EXERCISE OBJECTIVE = Return all the data verbatim but without images.

Point localization data
◆ ◆ ◆
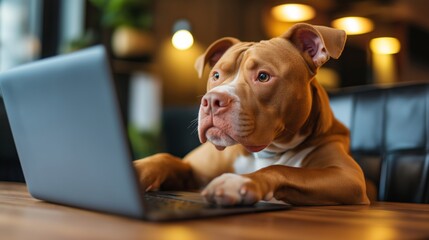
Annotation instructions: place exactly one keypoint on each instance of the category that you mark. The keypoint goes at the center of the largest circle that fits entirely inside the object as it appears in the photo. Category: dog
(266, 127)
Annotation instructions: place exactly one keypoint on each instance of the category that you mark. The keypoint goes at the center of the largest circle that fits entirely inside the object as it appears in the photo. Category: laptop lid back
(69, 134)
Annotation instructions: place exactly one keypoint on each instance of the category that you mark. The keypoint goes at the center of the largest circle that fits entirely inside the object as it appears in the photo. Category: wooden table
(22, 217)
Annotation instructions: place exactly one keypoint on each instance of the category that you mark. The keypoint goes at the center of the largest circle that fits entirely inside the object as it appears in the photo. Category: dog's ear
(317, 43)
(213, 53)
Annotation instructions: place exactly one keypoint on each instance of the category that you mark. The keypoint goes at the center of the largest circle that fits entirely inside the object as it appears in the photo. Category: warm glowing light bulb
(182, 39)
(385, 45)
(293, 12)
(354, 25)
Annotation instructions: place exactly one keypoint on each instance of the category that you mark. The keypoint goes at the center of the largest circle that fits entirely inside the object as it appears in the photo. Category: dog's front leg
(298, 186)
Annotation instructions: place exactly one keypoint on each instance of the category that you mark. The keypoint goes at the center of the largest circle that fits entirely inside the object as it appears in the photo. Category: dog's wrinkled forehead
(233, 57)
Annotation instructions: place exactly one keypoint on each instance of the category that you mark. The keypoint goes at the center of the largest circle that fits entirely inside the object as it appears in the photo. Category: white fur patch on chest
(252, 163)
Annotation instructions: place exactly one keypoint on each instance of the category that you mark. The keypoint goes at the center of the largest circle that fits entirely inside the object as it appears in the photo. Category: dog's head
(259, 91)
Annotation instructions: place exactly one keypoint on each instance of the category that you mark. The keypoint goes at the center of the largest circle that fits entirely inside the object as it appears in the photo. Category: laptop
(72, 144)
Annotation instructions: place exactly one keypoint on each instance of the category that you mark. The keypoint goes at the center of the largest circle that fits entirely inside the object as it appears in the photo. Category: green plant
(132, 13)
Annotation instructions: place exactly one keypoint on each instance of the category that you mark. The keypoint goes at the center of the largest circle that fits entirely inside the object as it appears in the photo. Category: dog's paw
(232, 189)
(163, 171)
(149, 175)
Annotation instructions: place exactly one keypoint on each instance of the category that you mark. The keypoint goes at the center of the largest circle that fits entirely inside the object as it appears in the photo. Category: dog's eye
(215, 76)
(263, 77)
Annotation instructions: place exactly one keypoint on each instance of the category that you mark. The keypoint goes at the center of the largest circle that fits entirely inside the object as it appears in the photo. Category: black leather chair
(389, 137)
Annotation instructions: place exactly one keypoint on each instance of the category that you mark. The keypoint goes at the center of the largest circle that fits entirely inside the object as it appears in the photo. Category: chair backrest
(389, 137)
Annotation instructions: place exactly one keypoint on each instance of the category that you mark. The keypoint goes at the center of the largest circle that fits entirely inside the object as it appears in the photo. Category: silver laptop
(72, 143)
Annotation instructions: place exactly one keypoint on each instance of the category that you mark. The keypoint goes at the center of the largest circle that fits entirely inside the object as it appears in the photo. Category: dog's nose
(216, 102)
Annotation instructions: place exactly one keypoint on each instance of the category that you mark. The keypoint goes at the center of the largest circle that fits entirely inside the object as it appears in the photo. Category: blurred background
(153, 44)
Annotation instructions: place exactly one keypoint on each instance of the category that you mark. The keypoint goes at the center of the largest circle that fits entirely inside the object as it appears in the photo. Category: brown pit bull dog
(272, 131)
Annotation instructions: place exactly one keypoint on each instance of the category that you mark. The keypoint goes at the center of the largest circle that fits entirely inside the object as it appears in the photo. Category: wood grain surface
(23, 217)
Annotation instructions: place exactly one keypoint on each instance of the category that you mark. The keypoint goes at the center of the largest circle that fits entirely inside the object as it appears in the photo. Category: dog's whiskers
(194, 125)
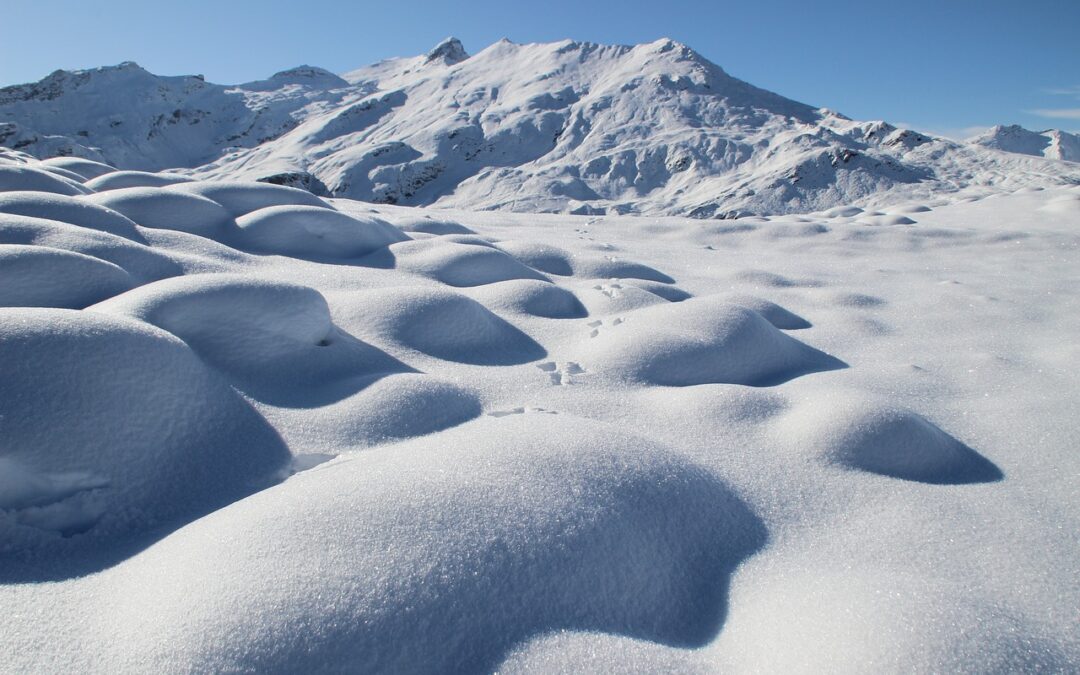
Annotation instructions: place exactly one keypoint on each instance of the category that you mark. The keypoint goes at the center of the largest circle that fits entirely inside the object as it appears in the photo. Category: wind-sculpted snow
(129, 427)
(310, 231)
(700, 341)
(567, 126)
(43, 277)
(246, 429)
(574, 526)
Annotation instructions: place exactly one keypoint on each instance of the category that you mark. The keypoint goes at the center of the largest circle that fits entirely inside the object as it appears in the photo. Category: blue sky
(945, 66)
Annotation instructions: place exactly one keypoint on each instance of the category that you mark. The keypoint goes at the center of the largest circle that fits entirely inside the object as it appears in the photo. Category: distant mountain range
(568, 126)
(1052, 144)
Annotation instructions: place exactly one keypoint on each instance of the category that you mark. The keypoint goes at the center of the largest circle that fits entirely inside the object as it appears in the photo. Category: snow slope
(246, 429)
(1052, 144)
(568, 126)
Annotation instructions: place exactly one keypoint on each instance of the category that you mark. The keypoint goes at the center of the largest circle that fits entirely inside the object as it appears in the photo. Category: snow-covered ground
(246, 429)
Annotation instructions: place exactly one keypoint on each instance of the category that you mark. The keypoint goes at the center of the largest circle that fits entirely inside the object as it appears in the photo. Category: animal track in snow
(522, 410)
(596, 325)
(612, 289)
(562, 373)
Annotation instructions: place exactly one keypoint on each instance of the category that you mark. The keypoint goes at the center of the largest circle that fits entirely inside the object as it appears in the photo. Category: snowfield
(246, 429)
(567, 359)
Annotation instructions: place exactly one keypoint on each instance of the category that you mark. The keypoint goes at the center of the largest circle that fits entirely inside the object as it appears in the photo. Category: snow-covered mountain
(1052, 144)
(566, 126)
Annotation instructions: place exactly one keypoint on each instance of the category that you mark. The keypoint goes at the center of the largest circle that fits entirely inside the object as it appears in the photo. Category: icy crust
◆ ◆ ◆
RESPONSE =
Annotation instructions: place exactly one keypoint on each instance of the category that you mark. The keypoint goes at the center of the largest circle that fits entirely inside the object as it appears in the photo. Category: dog
(266, 127)
Annotation instructions: place exactly one keypoint on each instance of the category that you mark. The keypoint goes at the center of the largest circle that fits entirely inside the object as it appears in the photo. Category: laptop lid back
(69, 134)
Annotation instructions: place exactly one keypoint on each instance of the category that you mark. The keypoint goes at the center of the largest circle that fits entirely inside the object as it appears in the photo. Category: wooden table
(22, 217)
Annotation instructions: place exactly one keypoint on each instance of the category that you mark. The keypoint goes at the center of the largest circle that fits entirely inside the object as it appears in the photo. Category: dog's ear
(317, 43)
(213, 53)
Annotation instructions: place exactly one keypoint on each instance of the category that you mark. The keypoint goes at the center of the largest circle that fits entirely inside the object as it appears in the photo. Category: warm glowing light bulb
(182, 39)
(385, 45)
(293, 12)
(354, 25)
Annotation instructions: place exactly one keypoint on each instance of the category that you mark. The keypoint goes at the center of the largest circle that fits entirely inside the object as it appears in the photo. Category: dog's front leg
(298, 186)
Annotation instructions: place exactly one keypoint on each instance of the category that you mark. The keypoint goes at the center of the largest circle that fits entirely inside the object as it appears in the photo. Category: dog's wrinkled forehead
(233, 57)
Annotation instructions: place exactly one keypoint on each instance of the category that you mark. The keypoint goes at the center of the largest circle that fits entirely inside the object as it appears in the photo. Category: white fur patch on chest
(252, 163)
Annotation instructions: place exactly one keypoint on each instance of the category that you mark. The keypoint goes at the center of the largest circle that fits entirely inside the object as it appears in the photo. Category: dog's head
(259, 91)
Annotation instructions: place exactly one keypoint on each instance of the category that you mark. The keypoint goes at the center of the largest circle that fits entirely inside the object as it appears in the photo. Category: laptop
(72, 144)
Annotation instructions: place exactly one keypoint on each instance of the category that you mark. The keypoint goes at the center of the largest circle that fits entirely inside the object as it appears in the photo. Category: green plant
(132, 13)
Annotation instructions: place exactly one keypoint on each instance of the category that you mark. The keypoint goes at the center of the largest circle that fits entirely inside the object as it appears in the photo. Category: dog's paw
(232, 189)
(163, 171)
(149, 175)
Annotation instructions: place exactly one keypoint on each instance of the category that you mark. The keypoint goes at the center of the largest circle that fits entirely inside the object as it appears in the photo. Category: dog's eye
(215, 76)
(263, 77)
Annotation instructions: place exactly one keypoint on each instance of the category that you mark. The keypoint goes at the center of the largest circle that fits entirely inside the object as it appears in the photo. Category: black leather chair
(389, 137)
Annotation instructions: place exactly one keypoint on each instance of the category that you mark. The keypoint goes at the center of the largest circle that fits entirely inside the object as it appears in the photo. Category: chair backrest
(389, 137)
Annotation instructions: place exactly one keypoint on each instance of the category that you mark. The keypoint goes at the center of the largest circle that fits entirely inside the object as it appears in the photo. Category: silver laptop
(72, 143)
Annotation instructions: place exactly one keypoint on each instance of the category that you mark. The keypoint goes at the center of the largest circle that fits entirely inside the object as it appears in the photo. Category: dog's nose
(216, 102)
Annotation instructions: place exactly one keypoint on each instance of the category that you mark. The keypoint goes at the center of the largest circle that fits entirely inside the object as it appears in the photo. Category: blurred background
(153, 44)
Annotation instructions: place exactly one keypoint on each instance of the category that you mark. The keypoint goes at the center of the largest circle that fits entirely inside the object as it appears in the photo. Category: brown pit bull dog
(272, 131)
Annotation instructions: place exactly one keypoint on each instance of the category that you mark. The keypoint goes at the center of the largest circle that fits entirely inside the object as it appears in the photo. Category: wood grain surface
(23, 217)
Annotation instructions: place exactly one keypoint on each instance of the category that you mark. The keypoint goes at the center of the largest circle that fits entirely inside the object as it appears in the photo. Category: dog's whiskers
(194, 125)
Annotation instructions: place exactly one keypoint on each instance of the category that you mark. The keypoint goes at the center of the largest circle that fits entirely inside the object as it appears in the photo. Category: wind-sculpted snow
(129, 427)
(310, 231)
(700, 341)
(567, 126)
(43, 277)
(246, 429)
(574, 526)
Annotation instructions: place exactly one keypoint on each instance of the category that you mark. The keypoint goes at the center of the largest circle that fits entirely inside the object as it appears in the photo. Category: blue sky
(945, 66)
Annotation instructions: place exactly one keypoint on each instance of the category that you mark. The keypoint goes at the center of the largest circle that fits entirely inside the object as it appears in the photo. Category: distant mountain range
(568, 126)
(1052, 144)
Annotation instructions: place exactly one keypoint on each instance of the category that you mark. The keypoint goes at the center of the largest circle that fits entirely inside the object as it appears in the photo. Category: snow slope
(246, 429)
(1052, 144)
(568, 126)
Annotation instructions: place exactly one keypoint on each instance of the category that you mark. The keypoint goes at the center of the largest circle that fits entirely inside the object as it appears in the photo. Category: snow-covered ground
(246, 429)
Annotation instructions: place exactly one keypoint on each instance of the category that you mark. The keypoint goes at the center of the largest circle that fits entirely inside the object as it appears in the photo. Category: animal track in snow
(522, 410)
(596, 325)
(612, 289)
(562, 373)
Annotation instructions: place exactly one keypoint on each instance of the category that you mark. The keypoint goes at the center of the largest circle that fits entirely inside the object as it appears in the photo. Category: snowfield
(246, 429)
(567, 359)
Annotation instructions: place exactly one keypoint on each instance of the category that you mark. The keypoint goes at the center of the largest circle that fits entirely inside the object as it appears in the photo. Category: snow-covered mountain
(1052, 144)
(566, 126)
Annotation instructions: place exactly one keypoint on each instance of the category that you mark. The keypoint goes at the center of the largest circle that fits entirely inside the object as it appears in the photo. Category: icy crust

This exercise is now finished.